→ **抜粋**:
☆ ☆ ☆ ☆
胸腺萎縮の分子メカニズム解明とその法医学的応用:児童虐待撲滅を目指して

研究課題

研究課題/領域番号 18H03067
研究機関和歌山県立医科大学

研究代表者

近藤 稔和  和歌山県立医科大学, 医学部, 教授 (70251923)

研究期間 (年度) 2018-04-01 – 2022-03-31
キーワード児童虐待 / 胸腺 / ストレス / アポトーシス / 遺伝子欠損マウス / ケモカイン / サイトカイン / バイオマーカ
研究実績の概要

胸腺退縮は被虐待児の特徴の一つであるとされ,虐待によるストレスによって胸腺のリンパ球にアポトーシスが誘導されることによって生じると考えられている.そのアポトーシスの過程においてサイトカイン・ケモカインの関与が示唆されている.そこで,マウスにおけるストレス誘発性胸腺退縮におけるサイトカイン・ケモカインの役割を解析する.
野生型マウスで1日1時間拘束ストレスにさらすと,胸腺が退縮することを明らかにした.さらに,胸腺のT細胞に様々なケモカインレセプターが発現してることに着目した.ケモカインレセプターの1つCCR5に着目した.そこで,CCR5遺伝子欠損マウスと野生型マウスを拘束ストレスに供したところ,両マウスで胸腺が退縮したがCCR5遺伝子欠損マウスでは,胸腺退縮に対して抵抗性を示した.実際,胸腺細胞のアポトーシス細胞はCCR5遺伝子欠損マウスで減少し,Fas及びFasリガンドの遺伝子発現が抑制されていた.このことから,CCR5を介したシグナルがFas及びFasリガンドの遺伝子発現を制御しているものと考えられた.次に,CX3CR1ケモカインレセプターに着目し,CX3CR1遺伝子欠損マウスを同様に拘束ストレスに暴露した時の胸腺の変化についてみたところ,CX3CR1遺伝子欠損マウスでは胸腺退縮の程度が軽減していた.また,胸腺細胞のアポトーシスについても,野生型マウスでは胸腺細胞の多数のアポトーシス細胞を認めたが,CX3CR1遺伝子欠損マウスでは,アポトーシス細胞の数が明らか減少していた.さらに,副腎皮質ホルモンについては,CX3CR1遺伝子欠損マウスに比べて野生型マウスでは優位に増加していた.すなわち,CX3CR1遺伝子欠損マウスでは副腎皮質ホルモンを抑制することでストレス誘発性胸腺退縮に対して抵抗性を示すことが明らかになった.

現在までの達成度 (区分)
現在までの達成度 (区分)

2: おおむね順調に進展している

理由

これまでの進捗状況として,CCR5遺伝子欠損マウスを用いるため,マウスの繁殖が必要不可欠であるが,特に支障なく,CCR5遺伝子欠損マウスは順次繁殖している.また,CX3CR1遺伝子欠損マウスについても,検討が順調に進み,基礎的データを収集後,さらなる分子メカニズムの検討のとりかかっている.加えて,遺伝子欠損マウスについても,順調に繁殖していることから,次年度の以降の研究に何ら支障はない.また,ヒトの胸腺資料についても,適宜収集している.
☆ ☆ ☆ ☆
画像に基づく位置指示データ
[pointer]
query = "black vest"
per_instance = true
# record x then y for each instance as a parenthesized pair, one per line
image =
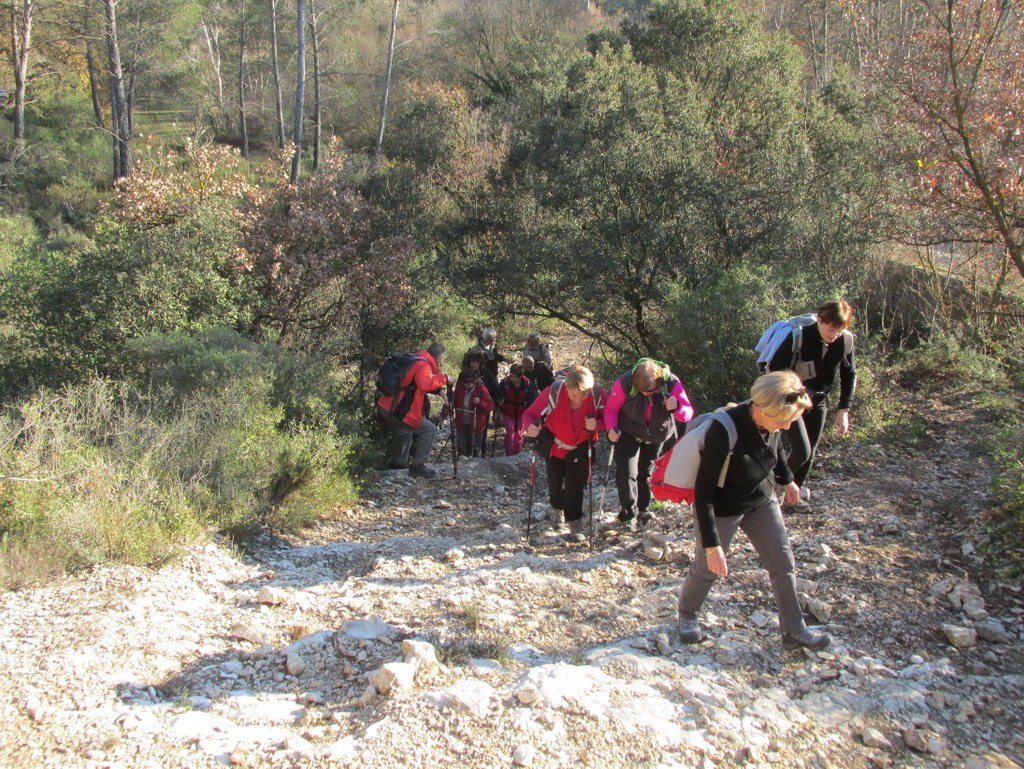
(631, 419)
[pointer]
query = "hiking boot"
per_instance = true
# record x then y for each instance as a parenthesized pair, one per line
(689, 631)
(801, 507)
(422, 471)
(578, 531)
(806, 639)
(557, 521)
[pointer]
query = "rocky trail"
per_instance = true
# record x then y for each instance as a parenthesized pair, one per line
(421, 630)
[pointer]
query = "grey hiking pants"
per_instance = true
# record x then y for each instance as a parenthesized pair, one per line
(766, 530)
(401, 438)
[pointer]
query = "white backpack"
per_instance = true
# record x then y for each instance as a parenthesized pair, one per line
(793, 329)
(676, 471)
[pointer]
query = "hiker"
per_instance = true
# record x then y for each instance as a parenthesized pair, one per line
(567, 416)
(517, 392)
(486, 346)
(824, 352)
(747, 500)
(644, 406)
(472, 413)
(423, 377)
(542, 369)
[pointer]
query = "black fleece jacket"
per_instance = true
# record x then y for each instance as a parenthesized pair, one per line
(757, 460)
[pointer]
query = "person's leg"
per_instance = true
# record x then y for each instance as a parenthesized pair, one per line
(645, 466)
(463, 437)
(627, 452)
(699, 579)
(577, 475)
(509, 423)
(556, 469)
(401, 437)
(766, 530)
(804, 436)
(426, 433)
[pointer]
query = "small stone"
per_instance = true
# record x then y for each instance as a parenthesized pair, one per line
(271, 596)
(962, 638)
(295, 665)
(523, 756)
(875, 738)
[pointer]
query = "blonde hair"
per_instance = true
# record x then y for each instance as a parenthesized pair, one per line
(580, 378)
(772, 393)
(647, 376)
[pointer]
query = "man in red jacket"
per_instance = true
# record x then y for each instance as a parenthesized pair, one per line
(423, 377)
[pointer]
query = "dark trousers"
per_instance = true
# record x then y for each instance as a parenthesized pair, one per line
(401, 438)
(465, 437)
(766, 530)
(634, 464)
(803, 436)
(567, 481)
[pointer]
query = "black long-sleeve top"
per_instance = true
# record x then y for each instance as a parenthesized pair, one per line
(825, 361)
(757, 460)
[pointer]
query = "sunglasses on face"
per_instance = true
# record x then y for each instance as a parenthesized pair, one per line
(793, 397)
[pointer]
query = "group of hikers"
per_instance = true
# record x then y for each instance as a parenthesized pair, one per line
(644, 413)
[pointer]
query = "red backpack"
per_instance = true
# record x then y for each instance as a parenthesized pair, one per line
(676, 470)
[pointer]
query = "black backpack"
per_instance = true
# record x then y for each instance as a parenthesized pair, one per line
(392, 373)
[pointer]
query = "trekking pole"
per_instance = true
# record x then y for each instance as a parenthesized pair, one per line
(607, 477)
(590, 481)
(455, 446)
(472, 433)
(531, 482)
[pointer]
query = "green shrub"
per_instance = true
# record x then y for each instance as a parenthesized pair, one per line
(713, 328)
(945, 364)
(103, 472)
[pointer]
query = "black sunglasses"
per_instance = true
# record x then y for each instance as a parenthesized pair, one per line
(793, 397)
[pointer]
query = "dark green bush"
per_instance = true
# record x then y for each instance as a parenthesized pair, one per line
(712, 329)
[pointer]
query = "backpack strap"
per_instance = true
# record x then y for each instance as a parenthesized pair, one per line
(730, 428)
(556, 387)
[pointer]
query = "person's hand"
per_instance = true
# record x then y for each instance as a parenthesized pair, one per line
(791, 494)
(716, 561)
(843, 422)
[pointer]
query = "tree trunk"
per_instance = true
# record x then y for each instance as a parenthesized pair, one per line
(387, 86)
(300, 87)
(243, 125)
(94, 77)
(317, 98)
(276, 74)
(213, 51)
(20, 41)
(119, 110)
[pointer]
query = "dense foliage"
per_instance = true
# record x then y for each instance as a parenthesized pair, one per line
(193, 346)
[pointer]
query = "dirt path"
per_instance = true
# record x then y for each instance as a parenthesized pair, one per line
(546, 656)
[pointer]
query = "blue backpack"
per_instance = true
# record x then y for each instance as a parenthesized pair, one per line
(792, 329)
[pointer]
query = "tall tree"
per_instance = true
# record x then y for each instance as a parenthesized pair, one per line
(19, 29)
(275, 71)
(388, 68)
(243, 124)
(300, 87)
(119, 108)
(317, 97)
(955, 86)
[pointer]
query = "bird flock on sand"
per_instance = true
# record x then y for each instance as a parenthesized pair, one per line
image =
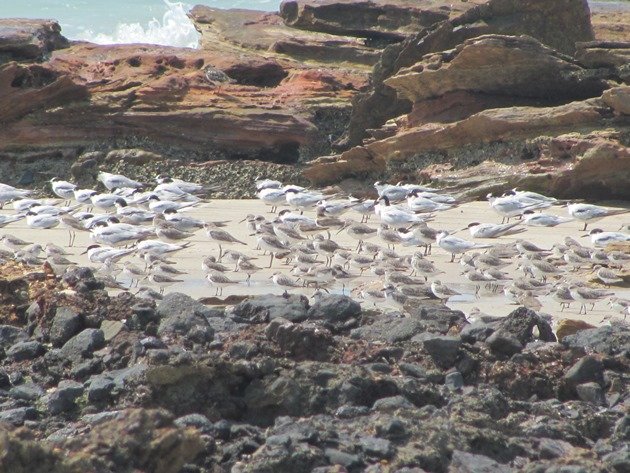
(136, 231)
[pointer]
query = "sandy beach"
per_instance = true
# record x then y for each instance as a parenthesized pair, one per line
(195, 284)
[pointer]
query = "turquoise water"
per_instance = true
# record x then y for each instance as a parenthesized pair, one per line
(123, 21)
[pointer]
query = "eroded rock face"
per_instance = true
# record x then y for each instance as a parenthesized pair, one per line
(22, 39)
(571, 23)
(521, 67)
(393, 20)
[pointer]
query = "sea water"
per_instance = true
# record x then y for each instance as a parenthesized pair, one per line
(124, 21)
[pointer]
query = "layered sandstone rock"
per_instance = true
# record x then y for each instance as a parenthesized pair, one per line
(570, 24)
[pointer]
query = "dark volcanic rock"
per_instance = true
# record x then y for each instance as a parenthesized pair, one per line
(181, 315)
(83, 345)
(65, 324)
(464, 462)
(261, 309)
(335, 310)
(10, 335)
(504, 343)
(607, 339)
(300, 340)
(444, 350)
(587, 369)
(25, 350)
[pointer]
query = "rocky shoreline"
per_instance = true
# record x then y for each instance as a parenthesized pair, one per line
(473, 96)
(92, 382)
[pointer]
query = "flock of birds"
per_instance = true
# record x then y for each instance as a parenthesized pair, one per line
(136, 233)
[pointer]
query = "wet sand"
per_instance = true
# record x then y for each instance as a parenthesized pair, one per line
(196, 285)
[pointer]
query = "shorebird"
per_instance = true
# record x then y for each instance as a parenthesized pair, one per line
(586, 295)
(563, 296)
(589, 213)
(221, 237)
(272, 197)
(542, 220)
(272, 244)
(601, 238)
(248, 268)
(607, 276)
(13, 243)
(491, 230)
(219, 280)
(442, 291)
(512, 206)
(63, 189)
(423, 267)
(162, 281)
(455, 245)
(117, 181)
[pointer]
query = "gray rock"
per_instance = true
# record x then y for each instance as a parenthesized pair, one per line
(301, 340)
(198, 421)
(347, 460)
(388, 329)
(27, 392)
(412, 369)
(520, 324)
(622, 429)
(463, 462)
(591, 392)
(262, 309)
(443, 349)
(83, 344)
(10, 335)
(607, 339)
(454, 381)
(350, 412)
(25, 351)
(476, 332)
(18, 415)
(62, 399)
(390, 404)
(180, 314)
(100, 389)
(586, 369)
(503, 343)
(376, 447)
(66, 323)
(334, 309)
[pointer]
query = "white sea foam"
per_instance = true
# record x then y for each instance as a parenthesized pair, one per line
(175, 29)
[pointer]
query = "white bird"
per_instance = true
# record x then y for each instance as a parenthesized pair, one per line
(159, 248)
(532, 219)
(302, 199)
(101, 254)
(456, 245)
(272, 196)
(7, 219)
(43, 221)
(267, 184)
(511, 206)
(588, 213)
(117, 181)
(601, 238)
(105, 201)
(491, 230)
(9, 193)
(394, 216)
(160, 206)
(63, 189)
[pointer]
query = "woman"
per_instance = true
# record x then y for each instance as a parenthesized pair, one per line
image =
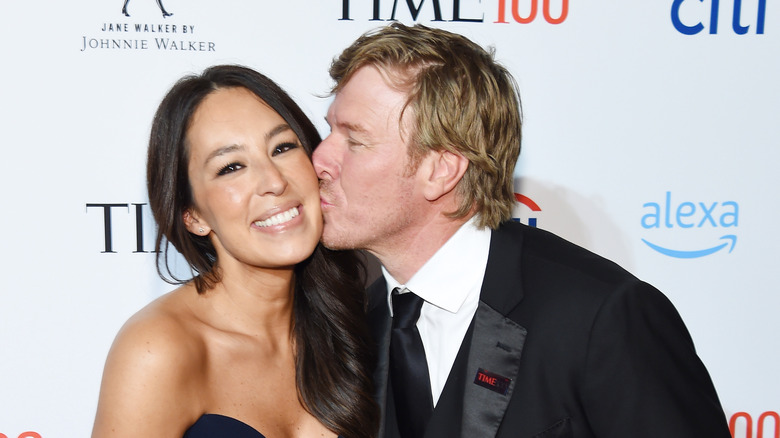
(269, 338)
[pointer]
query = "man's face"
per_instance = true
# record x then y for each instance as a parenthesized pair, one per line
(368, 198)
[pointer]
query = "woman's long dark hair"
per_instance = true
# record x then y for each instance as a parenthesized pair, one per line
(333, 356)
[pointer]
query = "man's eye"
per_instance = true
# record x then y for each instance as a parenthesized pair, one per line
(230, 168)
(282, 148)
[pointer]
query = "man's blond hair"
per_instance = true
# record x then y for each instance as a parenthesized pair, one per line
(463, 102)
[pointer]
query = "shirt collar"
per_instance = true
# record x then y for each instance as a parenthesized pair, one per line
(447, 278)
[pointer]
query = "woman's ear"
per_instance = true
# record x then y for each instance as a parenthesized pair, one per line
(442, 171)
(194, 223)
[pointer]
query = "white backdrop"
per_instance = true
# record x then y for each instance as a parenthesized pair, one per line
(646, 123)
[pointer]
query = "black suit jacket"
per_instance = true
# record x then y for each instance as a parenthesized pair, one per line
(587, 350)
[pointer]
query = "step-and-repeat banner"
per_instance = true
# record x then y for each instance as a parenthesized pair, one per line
☆ ☆ ☆ ☆
→ **問題**: 抜粋によると、CCR5遺伝子欠損マウスで遺伝子発現が抑えられていたのは何と何ですか。 これらの行はこの件には関係しません。

→ **回答例**: FasとFasリガンドです。